Records:
Start

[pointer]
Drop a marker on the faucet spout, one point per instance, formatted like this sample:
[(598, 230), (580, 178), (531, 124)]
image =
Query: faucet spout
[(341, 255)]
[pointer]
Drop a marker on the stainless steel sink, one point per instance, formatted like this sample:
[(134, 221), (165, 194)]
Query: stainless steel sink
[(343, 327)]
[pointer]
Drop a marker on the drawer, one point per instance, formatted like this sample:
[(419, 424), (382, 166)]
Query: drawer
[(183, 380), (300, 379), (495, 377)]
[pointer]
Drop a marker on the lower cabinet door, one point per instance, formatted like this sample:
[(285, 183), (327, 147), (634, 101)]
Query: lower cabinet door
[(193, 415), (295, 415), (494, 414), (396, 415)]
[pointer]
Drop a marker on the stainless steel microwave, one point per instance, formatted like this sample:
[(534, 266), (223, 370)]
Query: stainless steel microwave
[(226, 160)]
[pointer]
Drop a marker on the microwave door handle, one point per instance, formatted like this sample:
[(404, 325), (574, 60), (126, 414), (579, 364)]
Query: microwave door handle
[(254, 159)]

End
Start

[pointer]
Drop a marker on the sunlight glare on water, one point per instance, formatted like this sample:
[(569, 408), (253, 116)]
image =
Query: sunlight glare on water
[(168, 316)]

End

Your goal:
List each line of the listing above that contains the word "microwave".

Problem solution:
Drop a marker on the stainless steel microwave, one point per instance, formatted like this sample:
Query: stainless steel microwave
Drop a marker on the microwave door handle, one point per instance, formatted like this sample:
Query: microwave door handle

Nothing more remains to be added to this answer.